## BEGIN SOURCE EXTRACT

In practice, both BPM and Orchestration tools enable the graphical representation of a business process. The distinction is that Orchestration may be expressed through Vendor-Neutral BPEL (Business Process Execution Language), while BPM is expressed via Vendor Specific BPMN (Business Process Modeling Notation). This is another reason to avoid BPM tools at the SOA/Enterprise Level.
In cases where a BPM Tool implements the Ws * specifications, it is an Orchestration Engine for all practical purposes. The distinction again being that BPM tools rely on Vendor-Specific BPMN and Orchestration tools rely on Vendor-Neutral BPEL.
In cases where both BPM and Orchestration need to coexist, limit BPM to application architecture (e.g. MVC style) and let Orchestration promote the sharing of enterprise assets.
An ESB is an entirely different animal. It should used for asynchronous, rather than synchronous processes and relies on a different set of design patterns (i.e. Service Broker, Asynchronous Queuing, Intermediate Routing, and the Content Enricher patterns)
What are the differences between service orchestration and service choreography from an intra-organization point of view.
Basic technologies (such as XML, SOAP, WSDL) provide means to describe, locate, and invoke services as an entity in its own right. However, these technologies do not give a rich behavioral detail about the role of the service in more complex collaboration. This collaboration includes a sequence of activities and relationships between activities, which build the business process. There are two ways to build this process: service orchestration and service choreography.
Service orchestration
Service orchestration represents a single centralized executable business process (the orchestrator) that coordinates the interaction among different services. The orchestrator is responsible for invoking and combining the services.
The relationship between all the participating services are described by a single endpoint (i.e., the composite service). The orchestration includes the management of transactions between individual services. Orchestration employs a centralized approach for service composition.
Service Choreography
Service choreography is a global description of the participating services, which is defined by exchange of messages, rules of interaction and agreements between two or more endpoints. Choreography employs a decentralized approach for service composition.
The choreography describes the interactions between multiple services, where as orchestration represents control from one party's perspective. This means that a choreography differs from an orchestration with respect to where the logic that controls the interactions between the services involved should reside.
Service orchestration: you put together several services by a fixed logic. This logic is described at a single place. You can imagine a team of people with a manager doing micro-management. The manager precisly tells what, when and who should do. The team members do not care of the entire goal of the job, the manager combines the outputs into a single deliverable.
A practical example is a BPEL process. BPEL process contains the logic, can invoke several services and combine their responses into a single service response.
Service choreography: the decision logic is distributed, with no centralized point. You can imagine a home, where everybody aims for the common good and works pro-actively without micro-management. Or you can imagine a human body, where different members are interdependent and work for the common goal.
A practical example is event driven processing, where an agent is activated by an event and does its job. All the agents make a system together. There is no centralized logic.
Choreography possibilities may go farther beyond orchestration as it is more aligned with the real world.

## END SOURCE EXTRACT

COMPLETE THE FOLLOWING –
1. Restate the paragraph of the passage on orchestration and choreography that begins "Service orchestration: you put together" as a short bulleted list, keeping its main facts.
2. Decide whether each statement agrees with the passage on orchestration and choreography. Answer yes or no, and quote the words that settle it: (a) BPM is expressed through vendor-neutral BPEL; (b) choreography takes a decentralized approach to service composition; (c) in orchestration, the orchestrator invokes and combines the services.
3. Quote the stretch of the passage on orchestration and choreography from "Service orchestration: you" through "single service response.".

## BEGIN SUPPLIED ENTRIES

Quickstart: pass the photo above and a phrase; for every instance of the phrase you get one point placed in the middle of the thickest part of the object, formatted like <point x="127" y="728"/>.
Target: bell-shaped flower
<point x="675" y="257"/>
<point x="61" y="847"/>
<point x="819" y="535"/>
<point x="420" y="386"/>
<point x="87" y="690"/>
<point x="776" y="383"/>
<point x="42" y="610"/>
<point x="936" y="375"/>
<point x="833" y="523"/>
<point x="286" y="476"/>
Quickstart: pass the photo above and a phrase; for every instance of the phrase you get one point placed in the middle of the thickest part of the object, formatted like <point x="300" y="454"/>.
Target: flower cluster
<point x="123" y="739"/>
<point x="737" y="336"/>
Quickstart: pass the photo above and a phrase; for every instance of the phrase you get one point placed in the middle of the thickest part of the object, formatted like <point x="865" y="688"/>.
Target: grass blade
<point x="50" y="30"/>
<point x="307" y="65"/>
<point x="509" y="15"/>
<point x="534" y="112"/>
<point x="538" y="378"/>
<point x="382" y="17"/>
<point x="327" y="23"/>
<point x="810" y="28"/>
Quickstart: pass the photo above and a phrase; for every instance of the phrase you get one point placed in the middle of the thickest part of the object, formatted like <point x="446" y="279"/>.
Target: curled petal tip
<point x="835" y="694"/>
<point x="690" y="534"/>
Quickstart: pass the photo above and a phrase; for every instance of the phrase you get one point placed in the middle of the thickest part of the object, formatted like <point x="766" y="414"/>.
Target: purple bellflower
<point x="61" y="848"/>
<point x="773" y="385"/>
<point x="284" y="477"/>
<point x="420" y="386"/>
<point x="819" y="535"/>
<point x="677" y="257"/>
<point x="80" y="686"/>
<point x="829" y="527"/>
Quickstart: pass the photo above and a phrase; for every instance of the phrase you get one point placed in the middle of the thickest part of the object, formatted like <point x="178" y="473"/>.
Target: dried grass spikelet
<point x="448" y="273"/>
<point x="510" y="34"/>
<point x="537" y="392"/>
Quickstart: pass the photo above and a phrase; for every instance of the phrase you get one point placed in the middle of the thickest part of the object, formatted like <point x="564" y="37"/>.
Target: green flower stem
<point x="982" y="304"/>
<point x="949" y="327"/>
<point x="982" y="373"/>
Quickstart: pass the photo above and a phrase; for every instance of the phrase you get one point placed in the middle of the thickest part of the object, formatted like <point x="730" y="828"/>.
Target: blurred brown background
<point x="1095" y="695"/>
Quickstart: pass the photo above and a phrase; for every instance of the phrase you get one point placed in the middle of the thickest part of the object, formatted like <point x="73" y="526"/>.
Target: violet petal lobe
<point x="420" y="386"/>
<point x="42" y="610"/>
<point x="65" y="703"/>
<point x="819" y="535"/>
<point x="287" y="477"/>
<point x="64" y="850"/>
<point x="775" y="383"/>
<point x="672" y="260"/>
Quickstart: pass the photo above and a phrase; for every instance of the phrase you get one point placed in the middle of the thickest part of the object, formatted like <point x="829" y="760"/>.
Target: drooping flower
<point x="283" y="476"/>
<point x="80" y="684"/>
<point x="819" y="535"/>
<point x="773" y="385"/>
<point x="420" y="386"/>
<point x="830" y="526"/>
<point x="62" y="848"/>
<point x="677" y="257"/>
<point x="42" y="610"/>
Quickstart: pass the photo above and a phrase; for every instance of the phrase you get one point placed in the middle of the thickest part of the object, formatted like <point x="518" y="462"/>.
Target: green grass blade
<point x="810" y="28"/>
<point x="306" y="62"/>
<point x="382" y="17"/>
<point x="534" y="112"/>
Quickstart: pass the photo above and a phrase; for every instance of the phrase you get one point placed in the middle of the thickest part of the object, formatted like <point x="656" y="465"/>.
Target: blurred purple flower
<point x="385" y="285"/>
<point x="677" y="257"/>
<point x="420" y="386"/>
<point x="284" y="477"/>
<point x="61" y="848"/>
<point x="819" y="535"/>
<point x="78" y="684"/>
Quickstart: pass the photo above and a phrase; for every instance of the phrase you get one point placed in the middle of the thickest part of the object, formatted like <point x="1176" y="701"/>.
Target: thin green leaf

## END SUPPLIED ENTRIES

ANSWERS TO THE TASKS –
1.
- Several services are put together by fixed logic.
- That logic is described in a single place.
- It is like a team with a manager who micro-manages, stating precisely what should be done, when, and by whom.
- The team members do not care about the entire goal of the job. The manager combines their outputs into a single deliverable.

2.
(a) No: "BPM is expressed via Vendor Specific BPMN (Business Process Modeling Notation)"
(b) Yes: "Choreography employs a decentralized approach for service composition."
(c) Yes: "The orchestrator is responsible for invoking and combining the services."

3.
Service orchestration: you put together several services by a fixed logic. This logic is described at a single place. You can imagine a team of people with a manager doing micro-management. The manager precisly tells what, when and who should do. The team members do not care of the entire goal of the job, the manager combines the outputs into a single deliverable.
A practical example is a BPEL process. BPEL process contains the logic, can invoke several services and combine their responses into a single service response.